#### Records to use

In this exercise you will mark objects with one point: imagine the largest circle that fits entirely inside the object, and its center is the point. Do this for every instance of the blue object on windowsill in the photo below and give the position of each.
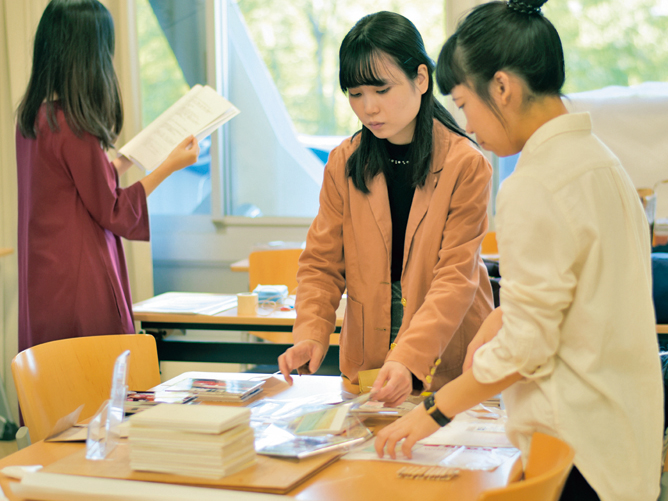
(660, 286)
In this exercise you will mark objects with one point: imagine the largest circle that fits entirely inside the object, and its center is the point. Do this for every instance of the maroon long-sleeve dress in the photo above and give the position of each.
(73, 279)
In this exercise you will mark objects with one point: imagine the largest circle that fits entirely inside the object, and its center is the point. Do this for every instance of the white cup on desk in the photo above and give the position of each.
(247, 304)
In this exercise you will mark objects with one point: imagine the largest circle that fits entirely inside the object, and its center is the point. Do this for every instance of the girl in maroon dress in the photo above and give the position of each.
(73, 279)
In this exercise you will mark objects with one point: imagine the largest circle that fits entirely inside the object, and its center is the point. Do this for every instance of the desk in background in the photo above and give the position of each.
(185, 349)
(341, 481)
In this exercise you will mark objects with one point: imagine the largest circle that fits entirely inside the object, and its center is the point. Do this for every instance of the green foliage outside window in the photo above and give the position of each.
(611, 42)
(299, 42)
(162, 81)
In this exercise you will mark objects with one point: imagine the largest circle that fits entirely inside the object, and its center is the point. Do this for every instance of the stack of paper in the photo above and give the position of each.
(136, 401)
(207, 441)
(218, 390)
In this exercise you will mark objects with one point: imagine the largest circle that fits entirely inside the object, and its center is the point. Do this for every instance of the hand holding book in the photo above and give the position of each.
(201, 111)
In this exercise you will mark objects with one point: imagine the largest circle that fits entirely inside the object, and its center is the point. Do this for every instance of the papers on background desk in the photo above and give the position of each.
(188, 303)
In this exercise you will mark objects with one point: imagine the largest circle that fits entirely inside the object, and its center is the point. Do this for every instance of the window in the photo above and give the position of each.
(608, 42)
(172, 49)
(279, 66)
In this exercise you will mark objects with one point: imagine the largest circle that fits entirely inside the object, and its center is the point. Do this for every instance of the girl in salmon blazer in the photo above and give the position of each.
(403, 211)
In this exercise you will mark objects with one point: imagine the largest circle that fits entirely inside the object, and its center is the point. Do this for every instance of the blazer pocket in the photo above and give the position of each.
(352, 332)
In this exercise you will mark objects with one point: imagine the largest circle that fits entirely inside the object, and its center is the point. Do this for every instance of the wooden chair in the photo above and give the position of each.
(550, 462)
(53, 379)
(274, 267)
(489, 245)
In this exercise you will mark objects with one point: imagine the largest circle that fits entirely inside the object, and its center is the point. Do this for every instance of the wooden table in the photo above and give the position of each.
(342, 480)
(185, 349)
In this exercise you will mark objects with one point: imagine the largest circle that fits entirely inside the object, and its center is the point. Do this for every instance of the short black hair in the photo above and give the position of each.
(73, 61)
(366, 46)
(495, 36)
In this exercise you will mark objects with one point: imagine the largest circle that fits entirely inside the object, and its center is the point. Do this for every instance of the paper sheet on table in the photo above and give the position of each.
(57, 487)
(482, 426)
(472, 434)
(465, 458)
(187, 303)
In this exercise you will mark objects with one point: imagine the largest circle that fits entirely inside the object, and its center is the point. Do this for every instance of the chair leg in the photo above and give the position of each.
(23, 437)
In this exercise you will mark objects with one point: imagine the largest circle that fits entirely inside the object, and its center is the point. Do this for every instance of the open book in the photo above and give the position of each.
(201, 111)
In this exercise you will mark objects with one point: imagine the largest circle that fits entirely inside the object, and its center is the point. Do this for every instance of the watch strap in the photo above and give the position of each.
(434, 412)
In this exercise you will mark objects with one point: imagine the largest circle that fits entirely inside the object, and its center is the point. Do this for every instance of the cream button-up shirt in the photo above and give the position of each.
(578, 319)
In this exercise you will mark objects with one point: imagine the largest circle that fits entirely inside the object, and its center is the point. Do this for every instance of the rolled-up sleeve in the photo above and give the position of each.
(538, 254)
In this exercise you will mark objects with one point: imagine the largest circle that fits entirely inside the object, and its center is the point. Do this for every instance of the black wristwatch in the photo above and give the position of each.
(432, 410)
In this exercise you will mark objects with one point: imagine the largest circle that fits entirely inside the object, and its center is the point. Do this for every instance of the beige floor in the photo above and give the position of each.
(7, 448)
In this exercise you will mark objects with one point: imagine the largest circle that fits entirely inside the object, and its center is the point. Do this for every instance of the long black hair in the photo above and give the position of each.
(362, 50)
(512, 36)
(72, 61)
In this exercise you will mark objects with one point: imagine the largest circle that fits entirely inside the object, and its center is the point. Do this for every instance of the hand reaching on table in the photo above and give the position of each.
(489, 328)
(306, 356)
(393, 384)
(414, 426)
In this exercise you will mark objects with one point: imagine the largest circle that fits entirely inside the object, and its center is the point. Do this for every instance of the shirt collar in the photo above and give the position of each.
(563, 124)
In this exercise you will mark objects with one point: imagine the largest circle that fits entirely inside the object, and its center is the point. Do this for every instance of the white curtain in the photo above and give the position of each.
(18, 22)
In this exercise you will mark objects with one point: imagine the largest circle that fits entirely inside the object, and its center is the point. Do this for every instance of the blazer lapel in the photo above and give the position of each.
(421, 200)
(422, 196)
(380, 208)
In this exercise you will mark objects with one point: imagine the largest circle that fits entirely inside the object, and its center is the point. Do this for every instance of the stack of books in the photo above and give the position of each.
(208, 441)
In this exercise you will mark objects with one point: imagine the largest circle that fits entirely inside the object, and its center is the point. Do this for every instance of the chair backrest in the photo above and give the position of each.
(274, 267)
(53, 379)
(489, 245)
(550, 462)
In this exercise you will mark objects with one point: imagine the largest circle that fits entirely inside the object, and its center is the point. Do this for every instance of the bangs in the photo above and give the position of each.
(449, 70)
(359, 66)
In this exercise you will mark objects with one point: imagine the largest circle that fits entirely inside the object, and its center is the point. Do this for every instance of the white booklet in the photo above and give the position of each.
(210, 419)
(187, 303)
(201, 111)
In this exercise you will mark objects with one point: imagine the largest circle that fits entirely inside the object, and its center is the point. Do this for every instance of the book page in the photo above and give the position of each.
(199, 112)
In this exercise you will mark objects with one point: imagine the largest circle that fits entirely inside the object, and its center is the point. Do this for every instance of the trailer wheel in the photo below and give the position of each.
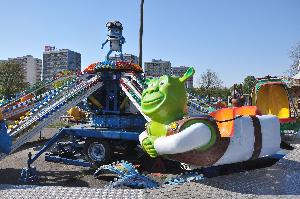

########

Repeat the records in full and exactly, leaving every picture out.

● Exercise solution
In this exercise you will mark objects with one point: imagine the largest circle that fits entirely inside the object, and its center is the point. Do this for every instance of the blue object on windowsill in the photo below and give the position of each.
(660, 286)
In this exercise you will mark objects with one point: imagine the largest circle that fits entirely inside the object, and its center is the point. Do this for every instance of the maroon long-sleeve dress in the photo above and give the position of each.
(73, 279)
In this exercise you will mark objects with one point: imagine the largest circle that fits entirely inside the object, and its center is the point. Do this for every instance of the white cup on desk in the photo above and give the position of each.
(247, 304)
In this exercise you will mark objects with one point: imagine the largest circle that fits entirely inside the object, and its center is the point. Do this for every instance of the girl in maroon dress in the photo above and give the position of each.
(73, 279)
In this exercise you will mark objects with one point: imagine the largest circle that fits entirely inside the object, and its center is the point. Do this for every instance of the desk in background in the photo above and give the position of each.
(185, 349)
(341, 481)
In this exercise you will mark objects with one point: imagine the largest circle that fits entirely inside the object, and its center is the point. Do this for every instance of the green foliage outside window in the photo above and give the position of each.
(611, 42)
(299, 42)
(162, 81)
In this exercise you will mark objects with one point: imagine the largest circle that fits entirely inside the object, and its center is the point. Do this for every instance of the stack of paper in the photo above and give the position of each.
(136, 401)
(207, 441)
(218, 390)
In this exercise you will mark objects with one point: imagine the largest circle that fits entirely inside the object, and its center is the point. Do this for every instance of the hand holding book in the photo above and give the position of each.
(201, 111)
In this exercise you will mark objects with one point: imagine the largest circle that fits entirely inside the object, and its center is the point. Do this for every instance of the papers on background desk in the photo above and give the position of each.
(188, 303)
In this exercise you will mark objects with one point: imagine the largest circle that fits entirely inside the object, and its center is the point. Do this for every instance of the window in the photo above and give the position of each.
(608, 42)
(172, 49)
(279, 66)
In this exercise you will mark objects with one point: imagine the largest circle that fits entirely inside the object, and its center is the point. Do this for every instance of the girl in salmon blazer in the photo above and give the position of each.
(403, 211)
In this exercise you will mark objects with one point: imagine the largest circle that fits entirely inside the object, and its center is the point. Do this for every instance of the blazer pocket in the photo above and give the position of each.
(352, 332)
In this exercise you will mark objects with one point: imagine the largest circle that fits entirely inside the object, and its center is the point. Do this for every instance of the wooden chair in the photo above and give the position of each.
(550, 462)
(53, 379)
(274, 267)
(489, 245)
In this exercise you will mark objects with one point: imagine the largest circle that fits entirely inside the object, and its center is the point. Do this for every instance of the wooden table in the photo above and give the position of each.
(342, 480)
(185, 349)
In this exercise you will mark objects with one point: imagine the largest circle that fits entirely inside the object, and its center is the point. Do this for every instance of the short black hair in the photo above and give the position of each.
(73, 61)
(366, 46)
(495, 36)
In this exercise you will mark objects with one point: imagine the largest circle that fits entirely inside the object, and its center is the point. Do this for every instance of the paper sheet on table in the photo above and give the position of each.
(57, 487)
(482, 426)
(472, 434)
(465, 458)
(187, 303)
In this exercise you will mark objects with one point: imagine the largest circle that fits entirely inside the object, and its center is the point. Do this for every instance of the chair leg in the photo above and give the position of each.
(23, 437)
In this exercise you will mark objects with one point: imagine the largest circle that fits entirely inside the object, and its center is the point. Do this for every instance of the open book in the photo above and give the position of each.
(201, 111)
In this exercise you will mark objects with one point: imagine the largest circle that fits entirely inside the object, and its center is the point. Do this for every instance of the watch strap in the photo above and give the position of each.
(434, 412)
In this exercise you will mark objects with one point: imagine the largest circle that fits entirely inside the object, and its center is the point. Do this for every instance of the cream button-up shirt in the photo above and give the position of each.
(578, 319)
In this exercise you will mark objects with one point: imagine the largest circle that fits entirely inside the object, and its center is the point. Do this for every instance of the rolled-up sleeve in the photo above and give the position of each.
(538, 254)
In this exercise you will mark objects with one point: imagine the largest circle that fits entirely inside the object, and its center is the point. Do this for every instance of the black wristwatch in the photo above and give the position of each.
(432, 410)
In this exercise you will mark objects with one point: imagine the largest circle that fits entirely inside the object, and its center is the point. Do this for every instance of the beige floor in the photo above and give the position of each.
(7, 448)
In this exercise you will mark objects with one point: imagine the largest circle that fits entirely inside the object, and its center is the point. Do this for every instance of the long black hair in the photo above and give the position of each.
(362, 50)
(512, 36)
(72, 61)
In this exercise you will mark objects with one point: imagine the largest circle that fits entirely inside the object, and its center is the point. Do this for every instance of the hand reaching on table in the photo above and give the position of each.
(489, 328)
(306, 356)
(393, 384)
(414, 426)
In this exercise you will mark objects with one point: imagine the largest circle that fits entirely inside the object, and its center is the point. Do this for every instance of the shirt collar in the photo above and give the position of each.
(563, 124)
In this exercise you will mark objects with one point: imagine the largest circle that fits entirely inside the object, and its center is the point. Do this for every instance of the white curtain in the photo above and give the position of each.
(18, 22)
In this exercise you will mark objects with one point: imagine the largest circle that fits entirely inside the object, and its center is the point. Do this for every instance of the blazer lapel in the photo above and give the position of each.
(421, 200)
(422, 196)
(380, 208)
In this exercise you will mark objects with one point: imagine the largest circle that fits entirely inside the object, and its center is the point. Do this for every instance of the stack of books in the photo above and give the position of each.
(208, 441)
In this exercise you will mark objects with one point: imagine the largest circle that fits entirely inside the object, and its center is the point. Do this for every instance of the chair backrest in the photo above and give the position of each.
(274, 267)
(53, 379)
(489, 245)
(550, 462)
In this exercise you will mark objects with one point: imagine the largest circle that fits entirely inside the object, and its center is the point. Do this for every instance of the bangs in the photo above and give the position of each.
(449, 70)
(359, 66)
In this exercise you will mark objects with one point: imagine the largest circle that fits entirely inside the object, and its center is the point. Do this for every instance of the white booklet in the photo above and give the position of each.
(210, 419)
(187, 303)
(201, 111)
In this exercise you will mark objects with one point: imagine the largest circle that fits entirely inside the object, and its center is the point. Do this for every instance of the book page in the photo above and give the position of each.
(199, 112)
In this exercise you will mark objects with one point: imagine the largest circle that fits entirely inside the object, and its center is the point. Do this for every instance of the trailer wheel in the photo below and give the position of each.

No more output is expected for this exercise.